=== Study material ===

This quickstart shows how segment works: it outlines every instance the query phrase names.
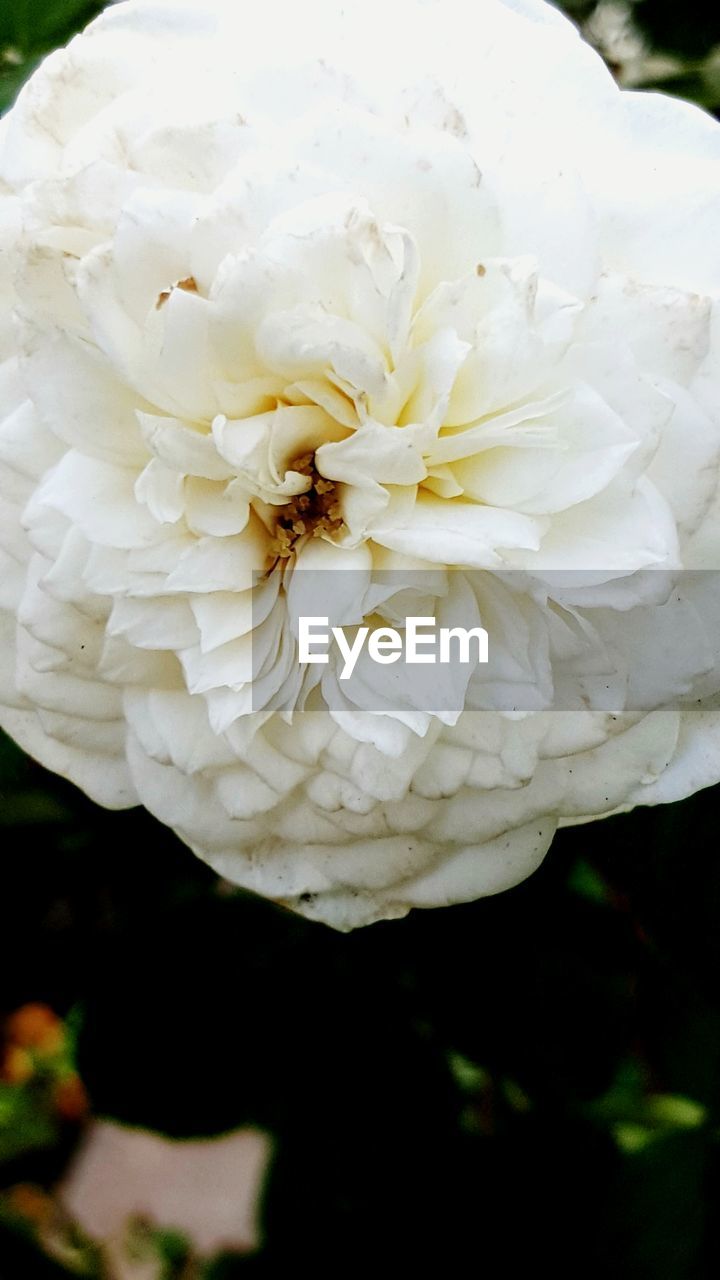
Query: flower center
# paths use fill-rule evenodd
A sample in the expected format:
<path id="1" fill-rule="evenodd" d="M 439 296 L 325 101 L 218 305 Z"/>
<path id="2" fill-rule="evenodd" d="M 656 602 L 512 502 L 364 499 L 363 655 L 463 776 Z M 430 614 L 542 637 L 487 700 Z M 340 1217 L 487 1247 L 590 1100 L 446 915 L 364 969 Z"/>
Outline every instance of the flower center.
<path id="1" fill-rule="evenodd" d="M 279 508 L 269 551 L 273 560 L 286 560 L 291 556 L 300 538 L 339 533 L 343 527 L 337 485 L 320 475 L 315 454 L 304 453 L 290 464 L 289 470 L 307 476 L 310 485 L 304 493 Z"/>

===

Taking the line that contains "A sample in" as the first, reproduce every line through the end of the entries exactly.

(Problem solution)
A sample in the expected format:
<path id="1" fill-rule="evenodd" d="M 439 296 L 325 101 L 218 305 Z"/>
<path id="2" fill-rule="evenodd" d="M 656 602 L 512 502 L 364 499 L 363 655 L 463 776 Z M 430 614 L 542 637 L 487 700 Z M 340 1217 L 487 1247 L 590 1100 L 446 915 L 364 969 Z"/>
Outline every instance of the flower center.
<path id="1" fill-rule="evenodd" d="M 279 508 L 269 551 L 273 560 L 286 560 L 291 556 L 300 538 L 339 533 L 343 527 L 337 485 L 320 475 L 315 454 L 304 453 L 290 464 L 289 470 L 307 476 L 310 485 L 304 493 Z"/>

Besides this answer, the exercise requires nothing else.